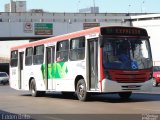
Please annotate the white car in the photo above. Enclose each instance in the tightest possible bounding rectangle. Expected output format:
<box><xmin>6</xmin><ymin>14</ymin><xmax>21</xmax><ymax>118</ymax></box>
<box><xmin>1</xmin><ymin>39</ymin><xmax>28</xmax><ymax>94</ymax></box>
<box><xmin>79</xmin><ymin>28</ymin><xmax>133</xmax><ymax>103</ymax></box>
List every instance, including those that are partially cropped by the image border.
<box><xmin>0</xmin><ymin>72</ymin><xmax>9</xmax><ymax>85</ymax></box>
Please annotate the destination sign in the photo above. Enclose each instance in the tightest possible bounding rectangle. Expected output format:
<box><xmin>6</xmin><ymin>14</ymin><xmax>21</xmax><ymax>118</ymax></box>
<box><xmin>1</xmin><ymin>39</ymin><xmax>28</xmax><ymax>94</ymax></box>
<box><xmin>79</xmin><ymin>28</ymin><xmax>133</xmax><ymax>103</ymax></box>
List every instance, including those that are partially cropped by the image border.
<box><xmin>101</xmin><ymin>27</ymin><xmax>148</xmax><ymax>36</ymax></box>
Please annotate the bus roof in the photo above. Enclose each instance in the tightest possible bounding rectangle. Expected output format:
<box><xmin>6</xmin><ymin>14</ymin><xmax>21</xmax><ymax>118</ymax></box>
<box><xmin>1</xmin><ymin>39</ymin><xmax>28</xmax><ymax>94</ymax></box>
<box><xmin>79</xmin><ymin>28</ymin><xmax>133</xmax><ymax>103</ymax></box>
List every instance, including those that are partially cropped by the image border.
<box><xmin>11</xmin><ymin>26</ymin><xmax>146</xmax><ymax>50</ymax></box>
<box><xmin>11</xmin><ymin>27</ymin><xmax>101</xmax><ymax>50</ymax></box>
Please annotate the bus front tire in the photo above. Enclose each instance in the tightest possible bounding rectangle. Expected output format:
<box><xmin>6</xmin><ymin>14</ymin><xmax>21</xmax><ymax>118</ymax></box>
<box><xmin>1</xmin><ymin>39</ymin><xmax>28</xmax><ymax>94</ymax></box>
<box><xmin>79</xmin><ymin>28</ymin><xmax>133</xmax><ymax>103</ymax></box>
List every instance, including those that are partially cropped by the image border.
<box><xmin>30</xmin><ymin>79</ymin><xmax>45</xmax><ymax>97</ymax></box>
<box><xmin>118</xmin><ymin>92</ymin><xmax>132</xmax><ymax>100</ymax></box>
<box><xmin>76</xmin><ymin>79</ymin><xmax>87</xmax><ymax>101</ymax></box>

=======

> _Problem_
Update the listing above so that every occurrence of "tightest possible" reads "smallest possible", with all other text left unchanged. Omit the pictures from your reply.

> _Task output_
Please annotate the white car in the photo above. Enclose each instance in the smallest possible bounding rectangle. Expected output format:
<box><xmin>6</xmin><ymin>14</ymin><xmax>21</xmax><ymax>118</ymax></box>
<box><xmin>1</xmin><ymin>39</ymin><xmax>28</xmax><ymax>94</ymax></box>
<box><xmin>79</xmin><ymin>28</ymin><xmax>133</xmax><ymax>103</ymax></box>
List every instance, including those that are partially cropped by the image border.
<box><xmin>0</xmin><ymin>72</ymin><xmax>9</xmax><ymax>85</ymax></box>
Please annotate the destination sign in the photo above. Enclose each instance in the smallest possible bounding rectangle. Expected output format:
<box><xmin>6</xmin><ymin>14</ymin><xmax>21</xmax><ymax>118</ymax></box>
<box><xmin>1</xmin><ymin>39</ymin><xmax>28</xmax><ymax>94</ymax></box>
<box><xmin>79</xmin><ymin>28</ymin><xmax>133</xmax><ymax>103</ymax></box>
List every instance, including those that are partially cropped by the image border.
<box><xmin>101</xmin><ymin>27</ymin><xmax>148</xmax><ymax>36</ymax></box>
Please annotate the bus roof in the photo above. Enclose each instance in the smallest possible bounding rectangle. Expected output format:
<box><xmin>6</xmin><ymin>14</ymin><xmax>21</xmax><ymax>118</ymax></box>
<box><xmin>1</xmin><ymin>39</ymin><xmax>28</xmax><ymax>94</ymax></box>
<box><xmin>79</xmin><ymin>28</ymin><xmax>133</xmax><ymax>103</ymax></box>
List every instance, including those that are partially cropped by the image border.
<box><xmin>11</xmin><ymin>26</ymin><xmax>146</xmax><ymax>50</ymax></box>
<box><xmin>11</xmin><ymin>27</ymin><xmax>101</xmax><ymax>50</ymax></box>
Please annotate the bus front tire in the photo above. Enclose each instance in the smallest possible bounding rectangle. Expected output format:
<box><xmin>6</xmin><ymin>14</ymin><xmax>21</xmax><ymax>118</ymax></box>
<box><xmin>1</xmin><ymin>39</ymin><xmax>28</xmax><ymax>94</ymax></box>
<box><xmin>79</xmin><ymin>28</ymin><xmax>133</xmax><ymax>103</ymax></box>
List every instance, including those that are partially cropped by the image border.
<box><xmin>30</xmin><ymin>79</ymin><xmax>45</xmax><ymax>97</ymax></box>
<box><xmin>118</xmin><ymin>92</ymin><xmax>132</xmax><ymax>100</ymax></box>
<box><xmin>76</xmin><ymin>79</ymin><xmax>87</xmax><ymax>101</ymax></box>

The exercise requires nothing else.